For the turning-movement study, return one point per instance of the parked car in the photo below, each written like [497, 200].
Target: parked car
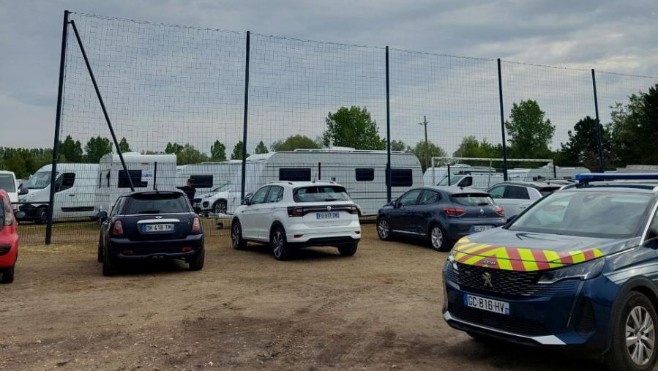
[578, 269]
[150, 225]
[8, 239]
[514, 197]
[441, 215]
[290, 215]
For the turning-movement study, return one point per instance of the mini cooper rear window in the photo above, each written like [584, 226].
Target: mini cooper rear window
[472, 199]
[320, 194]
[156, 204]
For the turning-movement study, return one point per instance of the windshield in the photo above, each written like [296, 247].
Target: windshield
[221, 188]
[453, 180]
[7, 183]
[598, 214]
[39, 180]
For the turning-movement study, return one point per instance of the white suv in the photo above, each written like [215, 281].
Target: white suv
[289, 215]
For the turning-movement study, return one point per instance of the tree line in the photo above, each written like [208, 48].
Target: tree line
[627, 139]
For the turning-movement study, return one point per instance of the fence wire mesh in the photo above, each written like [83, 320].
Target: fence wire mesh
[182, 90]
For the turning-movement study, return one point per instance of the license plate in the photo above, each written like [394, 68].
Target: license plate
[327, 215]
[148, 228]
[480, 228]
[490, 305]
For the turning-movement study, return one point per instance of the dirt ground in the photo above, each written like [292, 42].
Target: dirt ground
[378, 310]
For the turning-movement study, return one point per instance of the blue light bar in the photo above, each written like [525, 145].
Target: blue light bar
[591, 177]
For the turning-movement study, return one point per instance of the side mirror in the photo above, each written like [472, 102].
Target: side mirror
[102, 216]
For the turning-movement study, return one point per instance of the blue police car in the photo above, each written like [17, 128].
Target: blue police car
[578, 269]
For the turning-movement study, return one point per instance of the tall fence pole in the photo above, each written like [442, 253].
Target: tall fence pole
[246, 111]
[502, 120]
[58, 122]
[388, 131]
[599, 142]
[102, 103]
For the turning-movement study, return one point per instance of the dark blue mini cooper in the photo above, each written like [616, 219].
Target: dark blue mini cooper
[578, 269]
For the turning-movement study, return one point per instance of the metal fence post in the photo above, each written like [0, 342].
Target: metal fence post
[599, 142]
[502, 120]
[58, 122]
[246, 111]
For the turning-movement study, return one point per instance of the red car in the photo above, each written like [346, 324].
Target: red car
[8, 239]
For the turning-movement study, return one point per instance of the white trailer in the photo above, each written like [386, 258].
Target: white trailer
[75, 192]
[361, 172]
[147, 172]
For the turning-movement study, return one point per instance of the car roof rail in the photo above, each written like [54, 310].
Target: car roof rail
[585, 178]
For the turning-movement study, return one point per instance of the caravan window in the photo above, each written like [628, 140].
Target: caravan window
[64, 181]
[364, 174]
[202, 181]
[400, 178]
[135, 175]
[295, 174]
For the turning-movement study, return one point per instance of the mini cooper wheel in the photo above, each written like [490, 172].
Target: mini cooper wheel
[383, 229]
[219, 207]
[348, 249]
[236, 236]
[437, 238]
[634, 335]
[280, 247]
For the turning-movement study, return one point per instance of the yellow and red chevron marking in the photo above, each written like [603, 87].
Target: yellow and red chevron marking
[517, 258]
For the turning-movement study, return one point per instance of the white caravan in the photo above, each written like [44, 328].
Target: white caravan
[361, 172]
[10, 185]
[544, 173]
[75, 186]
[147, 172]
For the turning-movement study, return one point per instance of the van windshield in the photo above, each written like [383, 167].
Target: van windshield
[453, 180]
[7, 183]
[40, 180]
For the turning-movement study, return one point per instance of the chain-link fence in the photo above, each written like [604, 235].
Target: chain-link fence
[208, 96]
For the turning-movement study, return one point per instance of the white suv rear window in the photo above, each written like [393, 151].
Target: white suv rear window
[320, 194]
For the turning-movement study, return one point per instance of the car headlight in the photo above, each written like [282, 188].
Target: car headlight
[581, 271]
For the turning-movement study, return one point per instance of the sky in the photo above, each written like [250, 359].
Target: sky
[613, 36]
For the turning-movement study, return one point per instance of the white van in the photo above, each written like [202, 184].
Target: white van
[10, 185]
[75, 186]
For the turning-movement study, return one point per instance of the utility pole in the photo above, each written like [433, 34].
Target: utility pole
...
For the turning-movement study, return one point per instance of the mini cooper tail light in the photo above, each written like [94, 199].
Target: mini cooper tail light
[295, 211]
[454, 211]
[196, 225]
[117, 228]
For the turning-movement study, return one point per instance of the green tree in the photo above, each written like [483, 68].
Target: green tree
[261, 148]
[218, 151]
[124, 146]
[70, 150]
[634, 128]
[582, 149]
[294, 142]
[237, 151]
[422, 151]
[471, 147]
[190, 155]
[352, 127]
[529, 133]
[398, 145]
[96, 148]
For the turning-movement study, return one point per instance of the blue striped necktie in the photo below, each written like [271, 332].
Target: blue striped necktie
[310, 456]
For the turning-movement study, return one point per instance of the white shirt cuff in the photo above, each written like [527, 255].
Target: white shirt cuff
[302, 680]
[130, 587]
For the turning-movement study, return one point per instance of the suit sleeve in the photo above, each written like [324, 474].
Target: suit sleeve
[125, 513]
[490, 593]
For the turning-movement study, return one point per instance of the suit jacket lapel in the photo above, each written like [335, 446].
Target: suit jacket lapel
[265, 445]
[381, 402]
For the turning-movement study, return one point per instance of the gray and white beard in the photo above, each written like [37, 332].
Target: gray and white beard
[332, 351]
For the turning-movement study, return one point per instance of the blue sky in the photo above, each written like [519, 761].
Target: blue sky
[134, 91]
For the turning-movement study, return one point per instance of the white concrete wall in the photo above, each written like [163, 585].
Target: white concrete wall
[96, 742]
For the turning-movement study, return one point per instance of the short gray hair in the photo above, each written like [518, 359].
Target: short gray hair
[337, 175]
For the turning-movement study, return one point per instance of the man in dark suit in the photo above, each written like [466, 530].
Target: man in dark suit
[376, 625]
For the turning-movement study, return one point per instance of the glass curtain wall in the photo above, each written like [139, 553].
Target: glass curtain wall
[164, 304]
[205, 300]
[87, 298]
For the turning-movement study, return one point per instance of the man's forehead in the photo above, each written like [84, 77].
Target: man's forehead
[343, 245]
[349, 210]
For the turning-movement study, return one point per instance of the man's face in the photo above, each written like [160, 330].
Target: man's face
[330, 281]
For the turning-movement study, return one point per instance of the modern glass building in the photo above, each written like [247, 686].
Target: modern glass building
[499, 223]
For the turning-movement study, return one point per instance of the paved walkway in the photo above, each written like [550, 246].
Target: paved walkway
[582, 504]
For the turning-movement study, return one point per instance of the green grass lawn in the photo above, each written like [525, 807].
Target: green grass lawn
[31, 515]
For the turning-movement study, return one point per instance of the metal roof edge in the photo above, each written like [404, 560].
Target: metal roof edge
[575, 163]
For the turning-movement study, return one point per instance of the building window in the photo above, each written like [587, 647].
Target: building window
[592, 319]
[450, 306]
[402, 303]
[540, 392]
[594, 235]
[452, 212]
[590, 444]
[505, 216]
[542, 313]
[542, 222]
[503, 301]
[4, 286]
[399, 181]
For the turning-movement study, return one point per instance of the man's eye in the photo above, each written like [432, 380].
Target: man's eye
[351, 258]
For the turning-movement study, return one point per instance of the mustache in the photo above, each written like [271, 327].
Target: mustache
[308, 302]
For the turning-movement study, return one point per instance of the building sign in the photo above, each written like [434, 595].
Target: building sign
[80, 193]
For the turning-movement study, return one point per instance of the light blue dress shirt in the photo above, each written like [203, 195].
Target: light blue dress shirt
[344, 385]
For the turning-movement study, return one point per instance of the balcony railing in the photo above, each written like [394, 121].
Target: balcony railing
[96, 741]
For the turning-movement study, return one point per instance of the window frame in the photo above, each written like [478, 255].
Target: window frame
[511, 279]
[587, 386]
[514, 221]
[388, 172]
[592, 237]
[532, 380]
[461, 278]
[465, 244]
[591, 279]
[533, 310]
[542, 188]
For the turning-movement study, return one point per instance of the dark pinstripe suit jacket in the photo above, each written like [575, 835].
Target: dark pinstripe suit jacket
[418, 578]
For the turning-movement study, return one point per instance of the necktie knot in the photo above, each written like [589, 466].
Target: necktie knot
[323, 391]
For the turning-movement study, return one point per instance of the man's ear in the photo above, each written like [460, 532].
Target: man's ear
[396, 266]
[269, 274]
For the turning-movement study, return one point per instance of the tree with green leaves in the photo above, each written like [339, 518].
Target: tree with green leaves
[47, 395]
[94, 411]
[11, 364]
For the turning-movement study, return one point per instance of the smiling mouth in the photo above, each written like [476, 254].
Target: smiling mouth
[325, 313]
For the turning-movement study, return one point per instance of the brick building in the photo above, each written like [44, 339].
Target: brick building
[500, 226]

(Instructions for the task) Scan the records above, then copy out each line that mentions "utility".

(Exercise solution)
For the turning-movement study, return one point per instance of the utility pole in the photo above, each written like [433, 34].
Target: utility pole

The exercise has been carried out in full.